Exercise directions: Quote the passage of the article on "Baby Shark" below that begins at the words "If you have" and ends after the words "form of torture.".

Selected passage:
'Baby Shark' Was Used to Torture Inmates—And There's a Scientific Reason Why Some Songs Are So Agonizing
Catchy tunes can actually elicit a pain response from the brain.
If you have kids or spend plenty of time around children, you know that listening to “Baby Shark” on repeat can be agonizing. But now, a court has ruled that it’s actually a form of torture.
Two former employees at the Oklahoma County jail and their supervisor were charged with misdemeanor counts of cruelty to a prisoner and conspiracy this week after forcing inmates to listen to “Baby Shark” on loop “at loud volumes for extended periods of time,” per The Oklahoman. Investigators found that the employees forced at least four inmates to stand, secured to a wall and with their hands cuffed behind them, for hours and listen to the song.
Plenty of people on Twitter said they can relate to the song’s torturous qualities.
“As a preschool teacher I can definitely confirm that song is torture,” one wrote. “Friends still mention to me when my son played baby shark 10x in a row at a holiday party. It was pretty bad. This is torture,” another said. “So baby shark, while being unofficially used as a torture device for years now, has now officially been used as a torture device,” someone else tweeted.
Of course, the whole thing about “Baby Shark” is that it’s an earworm, aka a catchy song that keeps repeating in your head, even after it’s done playing. Here’s what you need to know about earworms in general, plus what, exactly, makes “Baby Shark” so annoying.

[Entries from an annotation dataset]

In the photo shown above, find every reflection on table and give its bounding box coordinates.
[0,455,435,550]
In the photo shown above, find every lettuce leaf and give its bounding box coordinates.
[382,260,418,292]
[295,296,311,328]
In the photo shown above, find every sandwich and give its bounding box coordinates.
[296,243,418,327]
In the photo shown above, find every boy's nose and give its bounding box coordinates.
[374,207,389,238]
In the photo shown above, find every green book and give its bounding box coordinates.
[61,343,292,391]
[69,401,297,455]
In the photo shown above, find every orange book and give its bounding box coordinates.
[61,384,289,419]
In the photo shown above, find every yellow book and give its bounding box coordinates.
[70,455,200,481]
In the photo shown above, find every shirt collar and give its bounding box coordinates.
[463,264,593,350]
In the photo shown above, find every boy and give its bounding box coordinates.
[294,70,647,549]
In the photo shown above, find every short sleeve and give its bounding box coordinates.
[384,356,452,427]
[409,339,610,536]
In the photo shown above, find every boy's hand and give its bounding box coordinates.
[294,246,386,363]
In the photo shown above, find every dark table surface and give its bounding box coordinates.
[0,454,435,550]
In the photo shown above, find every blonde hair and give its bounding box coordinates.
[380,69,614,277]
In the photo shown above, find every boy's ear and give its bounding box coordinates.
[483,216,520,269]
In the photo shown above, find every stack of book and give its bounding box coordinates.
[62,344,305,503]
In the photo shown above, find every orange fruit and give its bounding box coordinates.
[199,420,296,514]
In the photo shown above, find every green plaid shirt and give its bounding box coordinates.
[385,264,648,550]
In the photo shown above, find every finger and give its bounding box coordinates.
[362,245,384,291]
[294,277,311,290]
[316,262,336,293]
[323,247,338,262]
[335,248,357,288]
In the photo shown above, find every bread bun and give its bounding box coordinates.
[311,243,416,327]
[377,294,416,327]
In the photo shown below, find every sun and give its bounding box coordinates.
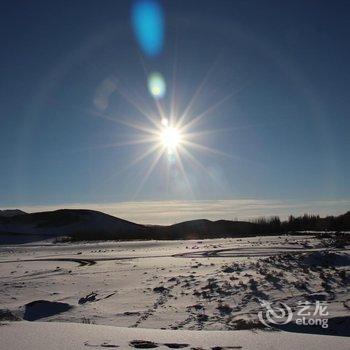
[159,123,182,154]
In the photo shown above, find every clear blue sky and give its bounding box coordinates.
[0,0,350,221]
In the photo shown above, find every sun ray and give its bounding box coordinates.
[180,83,249,129]
[109,78,157,126]
[179,57,219,125]
[175,150,195,198]
[133,148,164,199]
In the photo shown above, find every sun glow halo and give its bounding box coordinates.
[160,125,182,153]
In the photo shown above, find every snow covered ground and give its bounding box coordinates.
[0,236,350,349]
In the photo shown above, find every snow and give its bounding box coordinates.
[0,322,349,350]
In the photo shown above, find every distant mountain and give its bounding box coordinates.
[0,209,27,217]
[0,209,148,239]
[0,209,350,240]
[157,219,256,239]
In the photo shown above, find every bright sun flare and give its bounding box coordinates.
[160,125,181,153]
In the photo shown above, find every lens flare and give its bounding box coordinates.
[132,0,164,56]
[148,73,166,99]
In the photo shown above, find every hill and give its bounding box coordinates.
[0,209,350,240]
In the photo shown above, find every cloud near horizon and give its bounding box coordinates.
[3,199,350,225]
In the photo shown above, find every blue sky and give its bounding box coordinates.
[0,0,350,221]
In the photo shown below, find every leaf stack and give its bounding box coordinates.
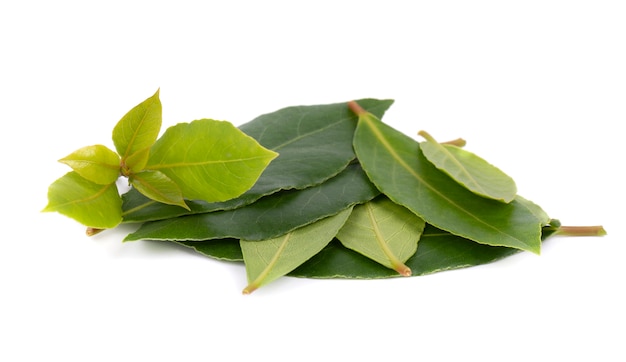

Task result:
If you have kids or spend plenty of time around children, you know that listening to “Baby Shark” on repeat can be agonizing. But now, a court has ruled that it’s actually a form of torture.